◆ PROBLEM DETAILS: Reproduce the items below, substituting "marker" for every occurrence of "keypoint" and changing nothing else. Leave the pictures out of your answer.

[Object location annotation data]

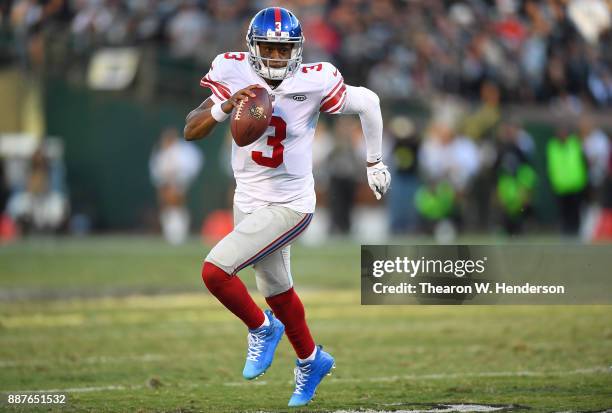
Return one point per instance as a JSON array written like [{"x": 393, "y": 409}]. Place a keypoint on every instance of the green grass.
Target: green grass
[{"x": 103, "y": 330}]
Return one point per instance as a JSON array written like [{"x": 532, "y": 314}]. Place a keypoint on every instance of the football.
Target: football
[{"x": 251, "y": 117}]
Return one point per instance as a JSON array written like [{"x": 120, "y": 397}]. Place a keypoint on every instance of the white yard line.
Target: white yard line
[{"x": 436, "y": 376}]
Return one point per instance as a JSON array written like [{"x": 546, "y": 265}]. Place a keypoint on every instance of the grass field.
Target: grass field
[{"x": 125, "y": 324}]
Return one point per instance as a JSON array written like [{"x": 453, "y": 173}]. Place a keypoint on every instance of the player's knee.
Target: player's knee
[
  {"x": 287, "y": 299},
  {"x": 213, "y": 276}
]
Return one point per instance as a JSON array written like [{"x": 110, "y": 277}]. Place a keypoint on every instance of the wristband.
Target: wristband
[{"x": 217, "y": 113}]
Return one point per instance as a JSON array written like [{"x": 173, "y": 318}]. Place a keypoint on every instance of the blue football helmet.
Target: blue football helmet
[{"x": 275, "y": 25}]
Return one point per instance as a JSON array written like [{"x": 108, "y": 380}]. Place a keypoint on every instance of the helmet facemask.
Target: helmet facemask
[{"x": 262, "y": 64}]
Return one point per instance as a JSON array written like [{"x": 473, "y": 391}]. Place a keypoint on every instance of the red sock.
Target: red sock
[
  {"x": 289, "y": 309},
  {"x": 232, "y": 293}
]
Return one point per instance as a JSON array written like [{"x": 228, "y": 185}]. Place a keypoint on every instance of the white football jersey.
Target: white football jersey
[{"x": 277, "y": 168}]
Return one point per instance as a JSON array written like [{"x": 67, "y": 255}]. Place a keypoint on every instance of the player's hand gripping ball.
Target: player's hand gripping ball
[{"x": 251, "y": 115}]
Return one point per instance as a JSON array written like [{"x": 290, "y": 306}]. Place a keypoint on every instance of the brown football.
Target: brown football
[{"x": 251, "y": 117}]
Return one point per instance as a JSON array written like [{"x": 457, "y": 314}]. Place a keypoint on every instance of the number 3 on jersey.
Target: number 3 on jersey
[{"x": 275, "y": 141}]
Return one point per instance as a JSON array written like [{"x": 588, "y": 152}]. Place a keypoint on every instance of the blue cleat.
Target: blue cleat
[
  {"x": 262, "y": 343},
  {"x": 308, "y": 376}
]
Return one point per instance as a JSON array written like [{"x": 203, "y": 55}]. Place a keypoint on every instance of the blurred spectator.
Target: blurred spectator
[
  {"x": 174, "y": 165},
  {"x": 482, "y": 121},
  {"x": 516, "y": 177},
  {"x": 404, "y": 169},
  {"x": 344, "y": 168},
  {"x": 187, "y": 30},
  {"x": 448, "y": 163},
  {"x": 42, "y": 205},
  {"x": 568, "y": 175},
  {"x": 447, "y": 156},
  {"x": 542, "y": 51}
]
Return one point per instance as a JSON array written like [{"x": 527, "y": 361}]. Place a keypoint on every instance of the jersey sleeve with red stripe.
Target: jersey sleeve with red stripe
[
  {"x": 214, "y": 81},
  {"x": 334, "y": 93}
]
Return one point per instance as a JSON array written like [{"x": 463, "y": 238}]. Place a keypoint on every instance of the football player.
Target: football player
[{"x": 274, "y": 199}]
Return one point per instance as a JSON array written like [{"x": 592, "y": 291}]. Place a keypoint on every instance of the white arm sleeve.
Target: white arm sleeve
[{"x": 365, "y": 103}]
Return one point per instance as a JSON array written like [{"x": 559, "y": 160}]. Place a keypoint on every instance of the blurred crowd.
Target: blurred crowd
[
  {"x": 541, "y": 51},
  {"x": 446, "y": 182}
]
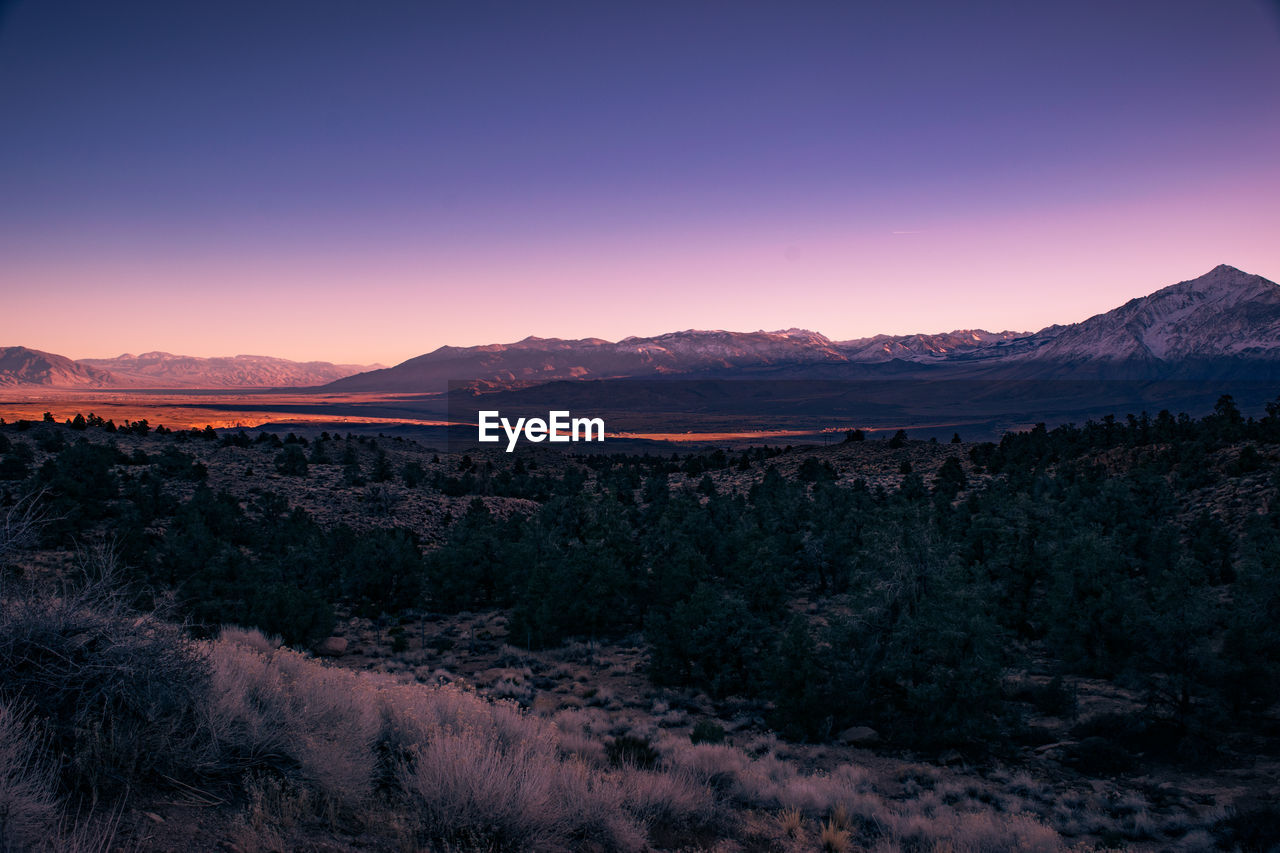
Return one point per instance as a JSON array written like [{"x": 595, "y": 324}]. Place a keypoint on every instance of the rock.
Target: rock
[
  {"x": 332, "y": 647},
  {"x": 858, "y": 735}
]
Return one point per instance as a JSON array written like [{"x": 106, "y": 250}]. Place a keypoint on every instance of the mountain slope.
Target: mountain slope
[
  {"x": 535, "y": 360},
  {"x": 1225, "y": 319},
  {"x": 1225, "y": 323},
  {"x": 168, "y": 370},
  {"x": 26, "y": 366},
  {"x": 923, "y": 347}
]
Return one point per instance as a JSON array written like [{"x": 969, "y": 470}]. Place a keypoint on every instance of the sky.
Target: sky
[{"x": 365, "y": 182}]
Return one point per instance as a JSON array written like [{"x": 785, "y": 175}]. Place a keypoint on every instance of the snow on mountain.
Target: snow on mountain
[
  {"x": 168, "y": 370},
  {"x": 26, "y": 366}
]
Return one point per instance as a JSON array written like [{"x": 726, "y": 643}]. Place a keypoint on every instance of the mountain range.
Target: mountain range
[
  {"x": 26, "y": 366},
  {"x": 1223, "y": 324}
]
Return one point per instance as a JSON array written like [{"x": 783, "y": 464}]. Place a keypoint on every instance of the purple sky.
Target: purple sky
[{"x": 368, "y": 181}]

◆ ANSWER IN FULL:
Return one point per instance as a JSON array written like [{"x": 393, "y": 409}]. Place a marker on every instance of the green grass.
Target: green grass
[{"x": 103, "y": 330}]
Return one point per instance as a JSON array written like [{"x": 532, "y": 314}]. Place a marker on every instance of the football.
Target: football
[{"x": 251, "y": 117}]
Return one point per instance as a JSON array written like [{"x": 120, "y": 397}]. Place a marker on every instance of the white yard line.
Target: white yard line
[{"x": 436, "y": 376}]
Return one point per instance as a JSON array written like [{"x": 546, "y": 265}]. Place a marker on every instance of the grass field.
Target: grass field
[{"x": 125, "y": 324}]
Return one point per instance as a JSON array written like [{"x": 453, "y": 173}]. Place a marker on every instance of the player's knee.
Target: player's knee
[
  {"x": 287, "y": 299},
  {"x": 213, "y": 276}
]
Return one point per instance as a JSON array written like [{"x": 110, "y": 277}]. Place a marker on every instance of the wristband.
Target: wristband
[{"x": 217, "y": 113}]
Return one point per instance as a JSON array written like [{"x": 173, "y": 318}]. Place a marker on every instance of the blue football helmet.
Target: blue football helmet
[{"x": 275, "y": 25}]
Return one point per instance as a JSON array written like [{"x": 108, "y": 380}]. Place a marker on every instance of the helmet facemask.
Target: helmet facemask
[{"x": 262, "y": 64}]
Return one point per instance as a JSON array written like [{"x": 473, "y": 391}]. Place a marker on every instance of the red sock.
Target: red sock
[
  {"x": 289, "y": 309},
  {"x": 232, "y": 293}
]
Return one point per instance as a JSON array written like [{"x": 228, "y": 185}]. Place a marker on every instance of the white football jersey.
Target: white football jersey
[{"x": 277, "y": 168}]
Return one point per instance as a JSON array written like [{"x": 67, "y": 255}]. Place a marker on every instance of the player's hand gripping ball.
Target: player's hand gripping ball
[{"x": 251, "y": 115}]
Return one point per instance as a JSON array written like [{"x": 290, "y": 306}]. Place a marker on every instance of the brown football.
Target: brown football
[{"x": 251, "y": 117}]
Return one point per instance as a JSON array written like [{"x": 457, "y": 314}]. Place a marker on every instance of the number 3 on jersey.
Target: number 3 on jersey
[{"x": 275, "y": 141}]
Return one point per instance as a JSON array written like [{"x": 588, "y": 152}]. Place a marker on every instance of the blue cleat.
Target: blue cleat
[
  {"x": 262, "y": 343},
  {"x": 308, "y": 376}
]
Return one point per instance as a JSON array written like [{"x": 203, "y": 55}]. Place a marker on every instance of the blurred spectator.
Target: blurred spectator
[
  {"x": 174, "y": 165},
  {"x": 482, "y": 121},
  {"x": 516, "y": 177},
  {"x": 404, "y": 169},
  {"x": 344, "y": 168},
  {"x": 187, "y": 30},
  {"x": 448, "y": 163},
  {"x": 42, "y": 205},
  {"x": 568, "y": 175},
  {"x": 447, "y": 156},
  {"x": 542, "y": 51}
]
Return one point per instance as a JSON array written like [{"x": 527, "y": 361}]. Place a marker on every instance of the jersey sleeve with red stripe.
Target: jersey sleeve with red stripe
[
  {"x": 214, "y": 81},
  {"x": 334, "y": 93}
]
Return one point per instance as a JSON array written like [{"x": 463, "y": 238}]. Place a marker on every instance of the football player.
Target: football player
[{"x": 274, "y": 199}]
Return one point per instance as a JSON array written like [{"x": 592, "y": 291}]. Place a marker on every instance of the white arm sleeve.
Target: white arm sleeve
[{"x": 365, "y": 103}]
Return one point per instance as a JSON array written like [{"x": 559, "y": 160}]. Place a marker on every instance of the blurred crowd.
Target: blurred crowd
[
  {"x": 541, "y": 51},
  {"x": 446, "y": 182}
]
Return one point per instance as a JSON array written like [{"x": 595, "y": 324}]. Place a marker on every instance of the rock.
Target: rock
[
  {"x": 332, "y": 647},
  {"x": 858, "y": 735}
]
Return one point per instance as a JSON array written like [{"x": 106, "y": 250}]. Place a marker on every instance of the mountain slope.
Target: mountain slope
[
  {"x": 535, "y": 360},
  {"x": 1225, "y": 319},
  {"x": 1225, "y": 323},
  {"x": 168, "y": 370},
  {"x": 26, "y": 366},
  {"x": 923, "y": 347}
]
Return one point per instance as a JSON array written like [{"x": 969, "y": 470}]. Place a marker on every instance of the sky.
Target: sky
[{"x": 365, "y": 182}]
Return one point per instance as a JSON array written like [{"x": 785, "y": 175}]. Place a marker on every instance of the snow on mountain.
Target: snow on mountain
[
  {"x": 168, "y": 370},
  {"x": 26, "y": 366}
]
Return one point per instance as a JSON array written like [{"x": 726, "y": 643}]. Place a marker on every instance of the mountain range.
Target: mountain range
[
  {"x": 26, "y": 366},
  {"x": 1223, "y": 324}
]
Return one point per instance as a JSON array written like [{"x": 783, "y": 464}]. Place a marker on every instance of the purple sky.
Target: purple sky
[{"x": 368, "y": 181}]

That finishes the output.